▸ Passage provided:
◆ ◆ ◆ ◆ ◆ ◆ ◆

Mueller Investigating Gulf State Influence, Too

Americans actings as agents for Saudi Arabia and the United Arab Emirates have been working hard to manipulate the President.

A story so big the NYT posted it twice under two different headlines: “How a Witness for Mueller and a Republican Donor Influenced the White House for Gulf Rulers” and “How 2 Gulf Monarchies Sought to Influence the White House.”

The lede:

A cooperating witness in the special counsel investigation worked for more than a year to turn a top Trump fund-raiser into an instrument of influence at the White House for the rulers of Saudi Arabia and the United Arab Emirates, according to interviews and previously undisclosed documents.

Hundreds of pages of correspondence between the two men reveal an active effort to cultivate President Trump on behalf of the two oil-rich Arab monarchies, both close American allies.

High on the agenda of the two men — George Nader, a political adviser to the de facto ruler of the U.A.E., and Elliott Broidy, the deputy finance chairman of the Republican National Committee — was pushing the White House to remove Secretary of State Rex W. Tillerson, backing confrontational approaches to Iran and Qatar and repeatedly pressing the president to meet privately outside the White House with the leader of the U.A.E.

Mr. Tillerson was fired last week, and the president has adopted tough approaches toward both Iran and Qatar.

So far, rather ho-hum. That this President has an unusual number of top officials and advisors who have been agents of foreign governments is problematic, to be sure, but that’s a known known. Tillerson was an incompetent manager who not only didn’t get along with the President but got caught calling him a “moron.” Trump denounced the Iran deal throughout the campaign. Qatar is more interesting, I suppose, but could be explained by things other than the fact that lobbyists lobbied.

This is more problematic:

Mr. Nader tempted the fund-raiser, Mr. Broidy, with the prospect of more than $1 billion in contracts for his private security company, Circinus, and he helped deliver deals worth more than $200 million with the United Arab Emirates. He also flattered Mr. Broidy about “how well you handle Chairman,” a reference to Mr. Trump, and repeated to his well-connected friend that he told the effective rulers of both Saudi Arabia and the U.A.E. about “the Pivotal Indispensable Magical Role you are playing to help them.”

Mr. Nader’s cultivation of Mr. Broidy, laid out in documents provided to The New York Times, provides a case study in the way two Persian Gulf monarchies have sought to gain influence inside the Trump White House. Mr. Nader has been granted immunity in a deal for his cooperation with the special counsel, Robert S. Mueller III, according to people familiar with the matter, and his relationship with Mr. Broidy may also offer clues to the direction of that inquiry.

Mr. Nader has now been called back from abroad to provide additional testimony, one person familiar with the matter said this week. Mr. Mueller’s investigators have already asked witnesses about Mr. Nader’s contacts with top Trump administration officials and about his possible role in funneling Emirati money to Mr. Trump’s political efforts, a sign that the investigation has broadened to examine the role of foreign money in the Trump administration.

That oil-rich Middle Eastern states are trying to influence US policy is hardly surprising. But accepting foreign campaign funding is illegal.

◆ ◆ ◆ ◆ ◆ ◆ ◆

▸ Dataset:

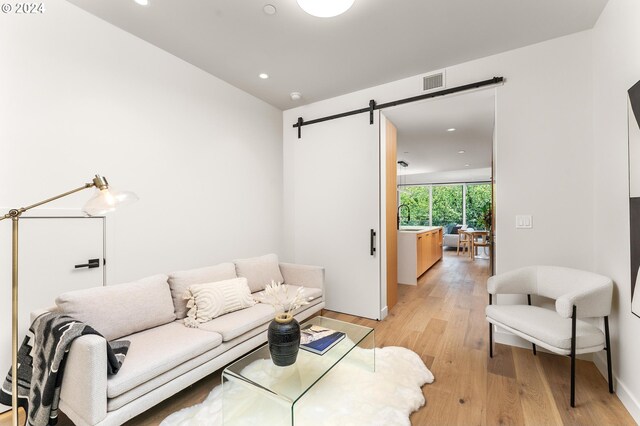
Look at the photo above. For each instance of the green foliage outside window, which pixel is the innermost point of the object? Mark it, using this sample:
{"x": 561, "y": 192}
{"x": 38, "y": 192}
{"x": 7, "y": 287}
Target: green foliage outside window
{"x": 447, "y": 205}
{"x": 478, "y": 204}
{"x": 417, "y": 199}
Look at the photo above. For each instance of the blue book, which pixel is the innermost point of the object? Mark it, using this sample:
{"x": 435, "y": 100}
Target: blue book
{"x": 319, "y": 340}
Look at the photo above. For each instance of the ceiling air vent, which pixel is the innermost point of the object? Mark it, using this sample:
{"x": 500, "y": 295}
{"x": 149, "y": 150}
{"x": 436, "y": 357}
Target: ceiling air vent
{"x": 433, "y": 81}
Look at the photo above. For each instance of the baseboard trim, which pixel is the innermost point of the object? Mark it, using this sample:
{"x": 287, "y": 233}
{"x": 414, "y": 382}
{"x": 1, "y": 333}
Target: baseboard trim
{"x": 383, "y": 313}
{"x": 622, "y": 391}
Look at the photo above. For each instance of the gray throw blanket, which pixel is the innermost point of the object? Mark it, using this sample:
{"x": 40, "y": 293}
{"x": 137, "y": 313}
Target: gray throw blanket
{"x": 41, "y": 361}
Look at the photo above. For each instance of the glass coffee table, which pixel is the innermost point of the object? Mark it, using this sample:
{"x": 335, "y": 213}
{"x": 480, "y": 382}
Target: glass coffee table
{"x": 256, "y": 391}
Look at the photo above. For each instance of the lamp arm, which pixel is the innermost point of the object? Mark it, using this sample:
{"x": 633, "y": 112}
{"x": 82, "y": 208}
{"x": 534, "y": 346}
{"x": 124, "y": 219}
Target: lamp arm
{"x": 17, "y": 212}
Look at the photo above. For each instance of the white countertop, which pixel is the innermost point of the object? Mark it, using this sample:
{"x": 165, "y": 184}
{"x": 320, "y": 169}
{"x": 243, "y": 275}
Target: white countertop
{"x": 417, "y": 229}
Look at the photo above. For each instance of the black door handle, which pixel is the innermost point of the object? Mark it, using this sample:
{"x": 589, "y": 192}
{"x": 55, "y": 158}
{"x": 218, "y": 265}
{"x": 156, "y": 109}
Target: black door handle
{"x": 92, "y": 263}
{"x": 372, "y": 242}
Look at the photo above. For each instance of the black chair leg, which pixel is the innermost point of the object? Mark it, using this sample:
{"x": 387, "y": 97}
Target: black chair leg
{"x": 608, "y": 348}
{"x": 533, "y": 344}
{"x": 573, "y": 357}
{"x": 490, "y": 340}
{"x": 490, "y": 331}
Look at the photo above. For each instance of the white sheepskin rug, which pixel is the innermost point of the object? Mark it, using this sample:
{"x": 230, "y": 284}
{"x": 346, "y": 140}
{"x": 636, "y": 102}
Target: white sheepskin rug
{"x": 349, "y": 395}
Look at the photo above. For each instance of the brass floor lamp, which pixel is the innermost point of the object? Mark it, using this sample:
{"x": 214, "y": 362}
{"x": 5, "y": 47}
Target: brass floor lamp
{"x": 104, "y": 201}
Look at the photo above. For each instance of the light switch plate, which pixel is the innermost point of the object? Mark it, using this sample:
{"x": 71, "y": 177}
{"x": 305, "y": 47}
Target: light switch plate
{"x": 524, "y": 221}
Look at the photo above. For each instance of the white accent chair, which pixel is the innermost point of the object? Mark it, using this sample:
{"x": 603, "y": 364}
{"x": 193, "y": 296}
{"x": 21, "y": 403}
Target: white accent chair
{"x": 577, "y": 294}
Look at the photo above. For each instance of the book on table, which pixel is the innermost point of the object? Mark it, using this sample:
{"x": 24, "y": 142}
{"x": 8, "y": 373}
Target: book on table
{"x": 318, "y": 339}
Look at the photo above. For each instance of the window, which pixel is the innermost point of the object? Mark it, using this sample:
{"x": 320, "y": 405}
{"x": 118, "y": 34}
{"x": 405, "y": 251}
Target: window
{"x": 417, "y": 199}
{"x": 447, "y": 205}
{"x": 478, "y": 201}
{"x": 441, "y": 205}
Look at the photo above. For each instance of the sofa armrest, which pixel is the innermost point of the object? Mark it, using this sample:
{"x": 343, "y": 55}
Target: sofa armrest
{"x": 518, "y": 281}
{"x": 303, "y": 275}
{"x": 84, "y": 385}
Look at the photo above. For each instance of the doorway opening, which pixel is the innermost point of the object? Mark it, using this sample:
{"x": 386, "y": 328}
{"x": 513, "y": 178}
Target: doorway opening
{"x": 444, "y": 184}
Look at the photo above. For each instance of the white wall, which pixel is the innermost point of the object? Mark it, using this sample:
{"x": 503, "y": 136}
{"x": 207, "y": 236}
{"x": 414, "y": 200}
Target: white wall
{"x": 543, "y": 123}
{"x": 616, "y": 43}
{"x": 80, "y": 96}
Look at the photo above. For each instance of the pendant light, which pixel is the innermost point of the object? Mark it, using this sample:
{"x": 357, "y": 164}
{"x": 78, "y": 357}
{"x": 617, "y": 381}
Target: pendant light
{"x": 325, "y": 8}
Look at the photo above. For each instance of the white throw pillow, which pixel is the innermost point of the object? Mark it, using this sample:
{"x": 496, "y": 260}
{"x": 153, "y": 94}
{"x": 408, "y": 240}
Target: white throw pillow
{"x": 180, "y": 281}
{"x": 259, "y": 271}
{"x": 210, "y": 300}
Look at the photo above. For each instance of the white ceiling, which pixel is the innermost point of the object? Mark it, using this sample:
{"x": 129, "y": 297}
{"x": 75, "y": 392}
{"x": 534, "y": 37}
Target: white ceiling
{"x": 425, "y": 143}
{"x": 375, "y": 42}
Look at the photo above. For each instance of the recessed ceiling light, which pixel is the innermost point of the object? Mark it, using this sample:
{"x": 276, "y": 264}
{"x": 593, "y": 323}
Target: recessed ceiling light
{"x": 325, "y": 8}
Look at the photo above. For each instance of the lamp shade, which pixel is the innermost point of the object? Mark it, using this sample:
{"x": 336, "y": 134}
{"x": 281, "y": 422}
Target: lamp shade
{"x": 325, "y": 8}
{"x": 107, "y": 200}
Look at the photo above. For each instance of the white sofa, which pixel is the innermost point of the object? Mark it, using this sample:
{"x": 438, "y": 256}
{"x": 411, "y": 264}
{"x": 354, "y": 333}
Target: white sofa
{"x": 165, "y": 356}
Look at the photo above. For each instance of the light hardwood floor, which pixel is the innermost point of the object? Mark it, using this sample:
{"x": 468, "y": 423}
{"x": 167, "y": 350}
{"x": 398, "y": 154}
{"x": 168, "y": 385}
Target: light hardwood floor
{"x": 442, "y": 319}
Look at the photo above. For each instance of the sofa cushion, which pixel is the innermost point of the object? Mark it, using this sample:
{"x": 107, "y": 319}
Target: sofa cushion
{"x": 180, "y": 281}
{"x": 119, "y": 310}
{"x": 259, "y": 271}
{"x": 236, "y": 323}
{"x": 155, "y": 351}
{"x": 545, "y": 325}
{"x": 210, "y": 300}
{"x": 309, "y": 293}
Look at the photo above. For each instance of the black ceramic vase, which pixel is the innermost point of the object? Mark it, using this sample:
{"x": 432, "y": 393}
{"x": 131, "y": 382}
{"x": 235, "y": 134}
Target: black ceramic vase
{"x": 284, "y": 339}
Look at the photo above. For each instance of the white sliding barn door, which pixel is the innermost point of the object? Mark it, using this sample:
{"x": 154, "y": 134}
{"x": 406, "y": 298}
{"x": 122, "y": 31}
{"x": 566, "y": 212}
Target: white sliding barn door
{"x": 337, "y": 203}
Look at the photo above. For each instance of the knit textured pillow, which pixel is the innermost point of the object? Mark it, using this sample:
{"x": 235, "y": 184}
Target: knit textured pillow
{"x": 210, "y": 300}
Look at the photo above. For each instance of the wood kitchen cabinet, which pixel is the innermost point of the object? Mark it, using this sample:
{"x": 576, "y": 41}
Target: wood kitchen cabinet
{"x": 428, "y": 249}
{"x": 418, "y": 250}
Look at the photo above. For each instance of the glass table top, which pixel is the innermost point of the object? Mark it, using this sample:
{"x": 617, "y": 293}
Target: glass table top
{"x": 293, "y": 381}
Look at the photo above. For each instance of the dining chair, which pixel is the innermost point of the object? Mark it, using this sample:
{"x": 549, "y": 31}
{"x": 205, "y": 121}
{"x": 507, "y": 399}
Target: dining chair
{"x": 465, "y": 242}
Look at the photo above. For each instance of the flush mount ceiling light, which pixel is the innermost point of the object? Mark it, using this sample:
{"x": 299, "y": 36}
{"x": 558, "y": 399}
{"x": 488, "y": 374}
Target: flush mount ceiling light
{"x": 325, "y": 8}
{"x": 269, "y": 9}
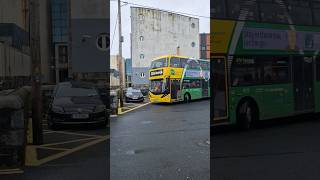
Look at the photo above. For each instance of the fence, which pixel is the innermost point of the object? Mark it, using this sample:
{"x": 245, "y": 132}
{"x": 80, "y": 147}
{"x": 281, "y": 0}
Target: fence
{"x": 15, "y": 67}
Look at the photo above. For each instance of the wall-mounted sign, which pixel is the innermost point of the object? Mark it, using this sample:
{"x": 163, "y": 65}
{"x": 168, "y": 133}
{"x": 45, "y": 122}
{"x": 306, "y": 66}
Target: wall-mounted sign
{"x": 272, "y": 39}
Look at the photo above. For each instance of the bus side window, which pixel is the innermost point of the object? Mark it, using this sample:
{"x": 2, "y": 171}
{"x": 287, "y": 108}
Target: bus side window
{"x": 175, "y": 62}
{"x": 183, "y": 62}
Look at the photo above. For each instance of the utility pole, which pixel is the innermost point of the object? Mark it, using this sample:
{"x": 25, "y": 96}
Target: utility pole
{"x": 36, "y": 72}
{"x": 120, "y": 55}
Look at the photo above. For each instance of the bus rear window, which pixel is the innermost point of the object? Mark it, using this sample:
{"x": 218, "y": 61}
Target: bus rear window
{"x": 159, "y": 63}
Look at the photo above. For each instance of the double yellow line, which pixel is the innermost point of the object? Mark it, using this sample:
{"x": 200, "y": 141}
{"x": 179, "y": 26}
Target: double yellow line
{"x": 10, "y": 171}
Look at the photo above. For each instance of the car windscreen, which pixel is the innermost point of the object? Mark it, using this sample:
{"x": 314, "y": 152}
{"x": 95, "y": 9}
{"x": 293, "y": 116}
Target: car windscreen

◆ ◆ ◆ ◆ ◆ ◆ ◆

▸ Set of tasks:
a: Transcribe the post on Gulf state influence between "Hundreds of pages" and "Iran and Qatar.", inclusive.
b: Pick up the post on Gulf state influence at the point where it stops, and keep writing it.

▸ Answer list:
a:
Hundreds of pages of correspondence between the two men reveal an active effort to cultivate President Trump on behalf of the two oil-rich Arab monarchies, both close American allies.

High on the agenda of the two men — George Nader, a political adviser to the de facto ruler of the U.A.E., and Elliott Broidy, the deputy finance chairman of the Republican National Committee — was pushing the White House to remove Secretary of State Rex W. Tillerson, backing confrontational approaches to Iran and Qatar and repeatedly pressing the president to meet privately outside the White House with the leader of the U.A.E.

Mr. Tillerson was fired last week, and the president has adopted tough approaches toward both Iran and Qatar.

b:
The documents contain evidence not previously reported that Mr. Nader also held himself out as intermediary for Saudi Arabia’s crown prince, Mohammed bin Salman, who met with Mr. Trump on Tuesday in the Oval Office at the beginning of a tour of the United States to meet with political and business leaders.

A lawyer for Mr. Nader declined to comment. Two people close to Mr. Broidy said he has not been contacted by the special counsel’s investigators. In a statement, Mr. Broidy said that his efforts “aimed to strengthen the national security of the United States, in full coordination with the U.S. government.” He added, “I have always believed strongly in countering both Iran and Islamic extremism, and in working closely with our friends in the Arab world in order to do so.”

And, if he has to line his own pockets to make that happen, it’s a sacrifice he’s willing to make in the service of his country.

A spokesman for Mr. Broidy has said he believes the documents were stolen by hackers working for Qatar in retaliation for his work critical of the country — a regional nemesis of the Saudis and Emiratis.

“We now possess irrefutable evidence tying Qatar to this unlawful attack on, and espionage directed against, a prominent United States citizen within the territory of the United States,” Lee S. Wolosky, a lawyer for Mr. Broidy, wrote this week in a letter to the Qatari ambassador in Washington. If Qatar was not responsible, “we expect your government to hold accountable the rogue actors in Qatar who have caused Mr. Broidy substantial damages.”

Uh huh.

The two men first met during the crush of parties and other events surrounding Mr. Trump’s inauguration. Mr. Broidy, 60, a longtime Republican donor and a vice chairman of the inaugural fund-raising committee, got his start in business as an accountant and then as an investment manager for Glen Bell, the founder of Taco Bell.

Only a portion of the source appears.